-- start Supplied records --
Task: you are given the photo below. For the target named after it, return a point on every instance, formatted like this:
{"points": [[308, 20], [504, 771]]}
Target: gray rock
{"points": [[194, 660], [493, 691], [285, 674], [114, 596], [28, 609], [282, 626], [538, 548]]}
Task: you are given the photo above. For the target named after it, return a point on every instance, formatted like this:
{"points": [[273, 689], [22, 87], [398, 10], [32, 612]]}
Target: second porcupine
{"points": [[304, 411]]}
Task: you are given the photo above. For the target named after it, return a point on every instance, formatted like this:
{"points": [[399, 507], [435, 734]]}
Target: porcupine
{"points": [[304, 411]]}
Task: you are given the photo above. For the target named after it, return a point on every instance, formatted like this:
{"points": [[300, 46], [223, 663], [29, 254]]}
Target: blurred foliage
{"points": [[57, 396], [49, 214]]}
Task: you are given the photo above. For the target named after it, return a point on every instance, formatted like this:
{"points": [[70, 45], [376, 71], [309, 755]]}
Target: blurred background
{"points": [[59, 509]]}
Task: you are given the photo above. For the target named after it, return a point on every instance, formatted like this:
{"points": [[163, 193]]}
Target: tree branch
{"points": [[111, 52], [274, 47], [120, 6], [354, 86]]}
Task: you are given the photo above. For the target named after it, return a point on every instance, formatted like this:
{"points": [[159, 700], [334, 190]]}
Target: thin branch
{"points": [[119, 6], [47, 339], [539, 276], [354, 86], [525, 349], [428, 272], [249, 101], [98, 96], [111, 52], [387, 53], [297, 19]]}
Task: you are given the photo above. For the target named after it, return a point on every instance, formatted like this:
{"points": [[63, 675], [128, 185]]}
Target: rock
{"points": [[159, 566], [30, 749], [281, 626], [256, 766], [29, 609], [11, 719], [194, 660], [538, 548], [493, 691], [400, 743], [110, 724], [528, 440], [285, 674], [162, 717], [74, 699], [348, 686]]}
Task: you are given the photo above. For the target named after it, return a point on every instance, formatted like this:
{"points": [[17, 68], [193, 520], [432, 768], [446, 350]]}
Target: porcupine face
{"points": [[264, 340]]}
-- end Supplied records --
-- start Supplied records --
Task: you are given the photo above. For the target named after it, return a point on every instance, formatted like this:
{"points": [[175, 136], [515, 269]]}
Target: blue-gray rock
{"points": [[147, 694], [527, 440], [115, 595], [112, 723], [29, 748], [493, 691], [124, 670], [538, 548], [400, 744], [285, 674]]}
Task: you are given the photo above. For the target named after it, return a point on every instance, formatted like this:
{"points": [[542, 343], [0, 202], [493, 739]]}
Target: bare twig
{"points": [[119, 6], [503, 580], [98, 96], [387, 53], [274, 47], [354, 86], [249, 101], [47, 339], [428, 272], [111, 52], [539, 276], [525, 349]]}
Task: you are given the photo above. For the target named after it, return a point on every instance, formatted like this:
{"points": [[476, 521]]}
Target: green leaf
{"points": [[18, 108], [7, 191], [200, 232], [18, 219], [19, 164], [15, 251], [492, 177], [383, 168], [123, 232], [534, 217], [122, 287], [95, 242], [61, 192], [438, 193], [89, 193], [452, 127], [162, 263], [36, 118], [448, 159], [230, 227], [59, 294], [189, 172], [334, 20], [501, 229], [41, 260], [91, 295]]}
-- end Supplied records --
Pick out every line in the items above that contains the string "rock", and copy each such line in full. Matching is case-sensitive.

Target: gray rock
Target: rock
Target: blue-gray rock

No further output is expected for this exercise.